Copy the listing below line for line, changing nothing.

— START —

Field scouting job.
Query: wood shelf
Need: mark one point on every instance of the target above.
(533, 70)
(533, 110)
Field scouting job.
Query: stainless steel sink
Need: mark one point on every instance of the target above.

— END —

## Solved problem
Field scouting job.
Query: wood shelf
Need: mark one point on every instance of the target above.
(533, 70)
(533, 110)
Field scouting job.
Query: stainless steel sink
Need: mark one point on every instance of the target above.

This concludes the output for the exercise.